Input for this task -
------------------------

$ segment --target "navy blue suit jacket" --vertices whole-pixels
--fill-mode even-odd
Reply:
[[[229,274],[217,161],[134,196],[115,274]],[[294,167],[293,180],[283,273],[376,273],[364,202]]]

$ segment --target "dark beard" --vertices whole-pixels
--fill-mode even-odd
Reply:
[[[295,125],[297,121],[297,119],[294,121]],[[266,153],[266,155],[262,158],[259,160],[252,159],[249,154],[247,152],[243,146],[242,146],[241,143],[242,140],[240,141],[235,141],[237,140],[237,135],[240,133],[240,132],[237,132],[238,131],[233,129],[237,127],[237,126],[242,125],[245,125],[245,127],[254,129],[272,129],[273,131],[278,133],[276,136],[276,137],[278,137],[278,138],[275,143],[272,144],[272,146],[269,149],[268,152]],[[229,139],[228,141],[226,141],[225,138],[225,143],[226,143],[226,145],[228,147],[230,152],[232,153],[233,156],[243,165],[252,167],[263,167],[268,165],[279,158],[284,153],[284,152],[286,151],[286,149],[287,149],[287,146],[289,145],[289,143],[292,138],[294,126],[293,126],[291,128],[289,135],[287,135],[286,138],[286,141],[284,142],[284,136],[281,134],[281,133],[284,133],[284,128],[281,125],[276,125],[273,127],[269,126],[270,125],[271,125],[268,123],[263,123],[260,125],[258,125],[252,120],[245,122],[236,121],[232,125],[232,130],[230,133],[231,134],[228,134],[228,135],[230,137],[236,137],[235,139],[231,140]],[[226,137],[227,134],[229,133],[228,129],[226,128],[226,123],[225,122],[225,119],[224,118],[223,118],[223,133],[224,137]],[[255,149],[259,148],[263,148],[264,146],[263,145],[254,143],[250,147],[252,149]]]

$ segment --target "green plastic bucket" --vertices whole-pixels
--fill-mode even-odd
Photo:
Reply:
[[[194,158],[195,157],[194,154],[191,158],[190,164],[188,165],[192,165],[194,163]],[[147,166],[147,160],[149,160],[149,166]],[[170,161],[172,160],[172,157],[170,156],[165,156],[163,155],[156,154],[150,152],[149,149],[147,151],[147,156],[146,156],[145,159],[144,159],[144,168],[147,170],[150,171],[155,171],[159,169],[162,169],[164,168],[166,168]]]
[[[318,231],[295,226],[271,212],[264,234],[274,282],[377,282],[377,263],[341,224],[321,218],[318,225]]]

------------------------

What needs to be done -
Restate every line of the data word for word.

Task response -
$ segment --target "navy blue suit jacket" --vertices whole-pixels
--fill-mode even-odd
Reply:
[[[229,274],[217,161],[134,196],[115,274]],[[294,167],[293,180],[283,273],[376,273],[364,202]]]

$ segment --target "dark beard" --vertices whole-pixels
--fill-mode even-odd
Reply:
[[[295,125],[297,121],[297,119],[294,121]],[[266,153],[266,155],[262,158],[259,160],[252,159],[249,154],[247,152],[243,146],[242,146],[241,143],[242,140],[240,141],[235,141],[237,140],[237,135],[240,133],[240,132],[237,132],[238,131],[233,129],[237,127],[237,126],[242,125],[245,125],[245,127],[254,129],[272,129],[273,131],[278,133],[276,136],[276,137],[278,137],[278,138],[275,143],[272,144],[272,146],[269,149],[268,152]],[[229,139],[228,141],[226,141],[225,138],[225,143],[226,143],[226,145],[228,147],[230,152],[232,153],[233,156],[243,165],[252,167],[263,167],[268,165],[279,158],[284,153],[284,152],[286,151],[286,149],[287,149],[287,146],[289,145],[289,143],[292,138],[294,126],[293,126],[291,128],[289,135],[287,135],[286,138],[286,141],[284,142],[284,136],[281,134],[281,133],[284,133],[284,128],[281,125],[276,125],[273,127],[269,126],[270,125],[271,125],[268,123],[263,123],[260,125],[258,125],[252,120],[245,122],[236,121],[232,125],[232,130],[230,133],[231,134],[228,134],[228,135],[230,137],[236,137],[235,139],[231,140]],[[226,137],[227,134],[229,133],[228,129],[226,128],[226,123],[225,122],[225,119],[224,118],[223,118],[223,133],[224,137]],[[255,149],[259,148],[263,148],[264,146],[263,145],[254,143],[250,147],[252,149]]]

$ segment --target "green plastic bucket" --vertices whole-pixels
--fill-mode even-odd
Photo:
Reply:
[[[194,158],[195,157],[194,154],[191,158],[190,164],[188,165],[192,165],[194,163]],[[147,166],[147,160],[149,160],[149,166]],[[170,161],[172,160],[172,157],[170,156],[165,156],[163,155],[156,154],[150,152],[149,149],[147,151],[147,156],[146,156],[145,159],[144,159],[144,168],[147,170],[150,171],[155,171],[159,169],[162,169],[164,168],[166,168]]]
[[[318,231],[295,226],[271,212],[264,234],[274,282],[377,282],[377,263],[341,224],[321,218],[318,225]]]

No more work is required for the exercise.